THE PROBLEM | Report every line in the items below that contains the word "this", copying each such line in full. Case counts, so a match must have the same capital and small letters.
++++ EXERCISE INPUT
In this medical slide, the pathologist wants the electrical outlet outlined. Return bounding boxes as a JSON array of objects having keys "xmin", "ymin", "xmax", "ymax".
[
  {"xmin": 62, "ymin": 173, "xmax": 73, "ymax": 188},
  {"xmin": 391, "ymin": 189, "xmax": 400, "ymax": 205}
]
++++++++
++++ EXERCISE INPUT
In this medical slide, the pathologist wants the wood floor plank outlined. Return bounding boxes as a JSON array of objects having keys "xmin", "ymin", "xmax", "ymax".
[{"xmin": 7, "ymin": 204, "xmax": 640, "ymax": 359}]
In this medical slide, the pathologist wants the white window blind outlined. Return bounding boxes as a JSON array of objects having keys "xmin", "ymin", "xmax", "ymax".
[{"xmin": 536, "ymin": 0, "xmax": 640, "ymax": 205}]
++++++++
ANSWER |
In this medical slide, the pathologist wants the electrical outlet outlined. Return bounding boxes as a JSON array of objects having keys "xmin", "ymin", "xmax", "ymax".
In this medical slide, the pathologist wants the wood floor plank outlined. Return bounding boxes as a JSON array of objects having keys "xmin", "ymin", "xmax", "ymax".
In this medical slide, the pathologist wants the white window blind outlined. Return bounding boxes as a JSON array of objects having keys "xmin", "ymin", "xmax", "ymax".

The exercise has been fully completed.